* [GOAL]
Copy out all of the records below, swapping each "enumerate" for "list" and keeping every other character the same.

= = = =

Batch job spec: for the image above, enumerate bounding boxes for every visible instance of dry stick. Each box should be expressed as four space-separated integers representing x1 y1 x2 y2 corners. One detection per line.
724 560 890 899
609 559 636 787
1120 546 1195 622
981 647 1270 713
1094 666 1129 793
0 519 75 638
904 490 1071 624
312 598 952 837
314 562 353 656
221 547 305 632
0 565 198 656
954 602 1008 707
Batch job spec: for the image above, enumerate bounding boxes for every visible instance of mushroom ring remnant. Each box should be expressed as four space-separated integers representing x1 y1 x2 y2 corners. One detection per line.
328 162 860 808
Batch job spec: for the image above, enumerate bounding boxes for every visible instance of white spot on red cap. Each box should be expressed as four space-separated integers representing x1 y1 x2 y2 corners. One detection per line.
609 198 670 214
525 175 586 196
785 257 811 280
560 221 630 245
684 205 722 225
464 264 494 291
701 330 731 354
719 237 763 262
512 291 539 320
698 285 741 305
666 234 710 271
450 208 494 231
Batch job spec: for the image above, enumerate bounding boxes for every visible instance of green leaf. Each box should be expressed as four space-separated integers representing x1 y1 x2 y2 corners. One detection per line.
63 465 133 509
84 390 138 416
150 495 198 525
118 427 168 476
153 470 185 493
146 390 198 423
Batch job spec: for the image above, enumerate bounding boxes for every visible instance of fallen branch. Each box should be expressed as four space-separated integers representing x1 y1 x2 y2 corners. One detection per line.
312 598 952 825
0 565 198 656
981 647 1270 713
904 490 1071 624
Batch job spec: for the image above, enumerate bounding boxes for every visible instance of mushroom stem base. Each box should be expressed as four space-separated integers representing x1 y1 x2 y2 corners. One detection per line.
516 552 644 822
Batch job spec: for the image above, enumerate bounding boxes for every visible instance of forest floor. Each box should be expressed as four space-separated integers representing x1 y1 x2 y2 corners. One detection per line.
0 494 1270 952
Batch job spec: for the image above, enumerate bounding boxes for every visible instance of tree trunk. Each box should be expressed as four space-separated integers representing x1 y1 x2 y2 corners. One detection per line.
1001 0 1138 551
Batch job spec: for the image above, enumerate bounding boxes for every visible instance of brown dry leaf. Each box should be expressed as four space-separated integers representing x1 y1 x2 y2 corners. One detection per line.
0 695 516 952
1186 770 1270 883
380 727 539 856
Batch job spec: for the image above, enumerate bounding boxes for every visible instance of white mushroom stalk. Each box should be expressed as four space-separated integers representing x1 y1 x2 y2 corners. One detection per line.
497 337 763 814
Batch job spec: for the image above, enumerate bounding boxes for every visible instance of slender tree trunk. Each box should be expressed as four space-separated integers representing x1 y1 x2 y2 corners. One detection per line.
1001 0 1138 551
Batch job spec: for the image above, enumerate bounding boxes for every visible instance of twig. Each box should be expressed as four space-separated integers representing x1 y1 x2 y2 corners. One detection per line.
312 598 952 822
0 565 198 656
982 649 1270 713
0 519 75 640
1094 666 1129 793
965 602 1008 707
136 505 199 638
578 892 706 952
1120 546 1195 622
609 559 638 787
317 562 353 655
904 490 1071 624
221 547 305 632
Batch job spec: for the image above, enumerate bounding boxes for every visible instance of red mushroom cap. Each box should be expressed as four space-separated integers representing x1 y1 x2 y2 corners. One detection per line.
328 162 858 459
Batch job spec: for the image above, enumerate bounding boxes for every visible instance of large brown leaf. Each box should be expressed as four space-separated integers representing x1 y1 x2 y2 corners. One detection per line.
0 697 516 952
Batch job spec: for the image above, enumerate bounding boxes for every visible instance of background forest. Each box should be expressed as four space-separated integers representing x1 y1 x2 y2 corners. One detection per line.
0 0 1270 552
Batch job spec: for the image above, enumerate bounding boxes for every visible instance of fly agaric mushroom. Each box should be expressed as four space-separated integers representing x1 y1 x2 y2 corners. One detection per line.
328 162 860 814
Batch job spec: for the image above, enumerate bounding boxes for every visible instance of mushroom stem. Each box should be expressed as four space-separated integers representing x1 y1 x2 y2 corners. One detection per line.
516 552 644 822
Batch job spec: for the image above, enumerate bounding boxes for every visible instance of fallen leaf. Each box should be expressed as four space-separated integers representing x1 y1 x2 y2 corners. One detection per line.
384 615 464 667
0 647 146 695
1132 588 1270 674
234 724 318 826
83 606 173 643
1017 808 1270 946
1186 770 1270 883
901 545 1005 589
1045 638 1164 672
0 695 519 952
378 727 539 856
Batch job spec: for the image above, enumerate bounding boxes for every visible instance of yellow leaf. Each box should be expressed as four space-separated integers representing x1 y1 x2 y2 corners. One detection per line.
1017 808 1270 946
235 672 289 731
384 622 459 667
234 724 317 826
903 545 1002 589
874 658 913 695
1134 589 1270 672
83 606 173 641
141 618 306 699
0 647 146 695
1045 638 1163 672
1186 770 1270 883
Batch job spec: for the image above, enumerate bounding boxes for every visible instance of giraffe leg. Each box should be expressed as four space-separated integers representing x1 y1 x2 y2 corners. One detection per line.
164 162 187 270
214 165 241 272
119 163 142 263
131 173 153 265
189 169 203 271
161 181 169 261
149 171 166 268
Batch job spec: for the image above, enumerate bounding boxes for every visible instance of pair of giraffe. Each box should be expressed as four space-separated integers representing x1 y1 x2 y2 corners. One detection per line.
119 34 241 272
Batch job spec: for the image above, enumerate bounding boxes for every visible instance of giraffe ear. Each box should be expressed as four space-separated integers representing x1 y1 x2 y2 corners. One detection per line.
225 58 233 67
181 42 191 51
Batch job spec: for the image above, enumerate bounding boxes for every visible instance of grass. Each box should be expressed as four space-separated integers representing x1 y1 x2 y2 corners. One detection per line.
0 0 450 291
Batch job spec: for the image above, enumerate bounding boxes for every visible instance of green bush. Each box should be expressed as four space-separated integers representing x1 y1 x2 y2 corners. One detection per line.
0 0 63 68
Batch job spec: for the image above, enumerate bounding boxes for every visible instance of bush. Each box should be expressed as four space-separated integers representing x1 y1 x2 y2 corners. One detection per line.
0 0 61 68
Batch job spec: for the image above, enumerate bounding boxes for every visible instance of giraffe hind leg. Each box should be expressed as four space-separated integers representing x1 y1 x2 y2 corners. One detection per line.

= = = =

* [WRITTEN ANSWER]
Batch job spec: for the image above, list bounding boxes for every visible instance of dry stick. Each box should be expressed as four space-separated integers representing x1 y1 x2 y2 corners. One detection per line.
724 560 890 899
609 559 636 787
1120 546 1195 622
981 647 1270 713
1094 666 1129 793
0 519 75 638
904 490 1071 624
312 598 952 837
314 562 353 656
221 547 305 632
0 565 198 656
954 602 1008 707
Batch job spec: for the image above, list bounding boxes for every visible instance of mushroom ring remnant. Each box should be expressed as four space-separated integers representing x1 y1 x2 y2 corners. One detection per line.
328 162 860 808
Batch job spec: for the image above, list bounding boxes for every visible instance of white spot on red cap. Each box should be expressed as four space-separated integers representing x1 y1 x2 y2 corners. One detection per line.
609 198 670 214
525 175 586 196
785 257 811 280
560 221 630 245
684 205 722 225
464 264 494 291
701 330 731 354
719 237 763 262
512 291 539 320
698 285 741 305
666 234 710 271
450 208 494 231
Batch job spec: for the image above, list bounding boxes for every visible instance of green leaf. Each box should be expressed as four space-separated integers representing x1 y1 x2 y2 corners. One detection per line.
63 465 133 509
84 390 138 416
150 495 198 525
118 427 168 476
153 470 185 493
146 390 198 423
Batch job spec: for the image above, list bounding boxes for every visible instance of fallen branch. Each box should be expressed as four space-separated integers representing x1 y1 x2 y2 corners. One detection per line.
312 598 952 825
0 565 198 656
981 647 1270 713
904 490 1071 624
Batch job spec: for the image above, list bounding boxes for every visible instance of mushroom stem base. Each box should be expressed as four space-separated integers representing x1 y1 x2 y2 corners. One detection per line.
516 552 644 822
Batch job spec: for the image above, list bounding boxes for every visible instance of forest floor. Each box should be expressed as four space-separated integers representing x1 y1 x2 y2 corners. One detection per line.
0 494 1270 952
Batch job spec: for the image above, list bounding boxes for every visible instance of tree trunk. Each box should be expressed as four space-separated integers representing x1 y1 x2 y2 corners. One detection per line.
1001 0 1138 551
Batch job spec: for the image above, list bounding boxes for every visible instance of brown dry leaf. Each box should be expressed as four space-separated integers representing x1 y1 x2 y2 corners. One detection per line.
0 695 516 952
1186 770 1270 883
380 727 539 856
Batch job spec: for the image above, list bounding boxes for every visible instance of white mushroom stalk. Each box should be expressed as four space-separated integers representing x1 y1 x2 y2 corners. One detection per line.
497 337 763 814
Batch job spec: for the image above, list bounding boxes for every visible instance of slender tree trunk. Each box should be expressed as four space-separated integers representing x1 y1 x2 y2 corners. One detection per line.
1001 0 1138 551
Batch job spec: for the image above, list bounding boxes for every visible instance of twig. Each box should be expressed as four space-separated integers representing x1 y1 x2 y2 corners. One detection per line.
312 598 952 822
0 565 198 656
982 649 1270 713
0 519 75 640
1094 666 1129 793
965 602 1008 707
136 505 199 638
578 892 706 952
1120 546 1195 622
609 559 638 787
317 562 353 655
904 490 1071 624
221 547 305 632
Batch job spec: for the image above, list bounding boxes for every visible instance of red mushroom cap. Each box should be expressed as four space-separated integers representing x1 y1 x2 y2 corners. One detection per line.
328 162 858 459
Batch job spec: for the image above, list bounding boxes for every visible instance of large brown leaf. Each box should be expressed as four space-separated integers representing x1 y1 x2 y2 corners. One detection per line.
0 697 516 952
Batch job spec: for the image above, list bounding boxes for every visible instance of background forest. Each box should be expressed as four space-separated integers representing x1 y1 x2 y2 corners. One detection per line.
0 0 1270 552
Batch job spec: for the image above, list bounding boxes for every visible instance of fly agaric mushroom. Each box should be expressed as four space-separated integers representing x1 y1 x2 y2 corners. One detection per line.
328 162 860 814
Batch job spec: for the image above, list bounding boxes for every visible instance of mushroom stem. Each box should be expressed as four space-separated integers representing x1 y1 x2 y2 corners. One detection per line.
516 552 644 822
Batch job spec: for the image above, list bounding boxes for every visible instance of fallen leaf. Each box should be expressed as four space-separated integers representing x1 y1 x2 y2 corners. One detection per line.
384 615 464 667
0 647 146 695
1132 588 1270 674
234 724 318 826
83 606 173 643
1017 808 1270 946
1186 770 1270 883
901 545 1005 589
1045 638 1164 672
0 695 519 952
378 727 539 856
Batch job spec: for the image above, list bounding boxes for every visible instance of yellow leaf. Each box should be expressed as four space-separated integers representing x1 y1 x2 y2 corners. One detection per line.
1017 808 1270 946
235 672 289 731
384 622 459 667
234 724 317 826
903 545 1002 589
874 658 913 695
1134 589 1270 672
83 606 173 641
141 618 306 699
0 647 146 695
1045 638 1163 672
1186 770 1270 883
Batch job spec: for the image above, list bounding boxes for every visible instance of giraffe leg. Each box should be expressed as four space-separated integers representing x1 y1 x2 y2 corners. One detection per line.
164 162 187 270
214 165 241 272
119 163 142 263
131 173 153 265
189 169 203 271
161 181 169 261
149 171 166 268
Batch job spec: for the image above, list bounding boxes for every visible instance of pair of giraffe. Each box should be expressed as four space-separated integers representing x1 y1 x2 y2 corners. One detection per line.
119 34 241 272
Batch job spec: for the image above, list bounding boxes for every visible instance of giraffe ear. Each box should be expressed as four space-separated integers representing x1 y1 x2 y2 corners. One detection per line.
225 58 233 67
181 42 191 51
Batch job spec: for the image above, list bounding boxes for every visible instance of grass. Each box should be expressed as four space-separated integers representing x1 y1 x2 y2 corners. One detection per line.
0 0 450 291
Batch job spec: for the image above, list bounding boxes for every visible instance of green bush. Each box should be expressed as four space-separated integers representing x1 y1 x2 y2 corners. One detection per line.
0 0 63 68
Batch job spec: for the image above, list bounding boxes for every visible instance of bush. Each box should be expressed as four space-separated integers representing x1 y1 x2 y2 corners. One detection per line.
0 0 61 68
Batch job spec: for the image above, list bounding boxes for every visible instance of giraffe hind leg. Each box should be expressed as four space-separated integers representing x1 y1 x2 y2 corners. One detection per line.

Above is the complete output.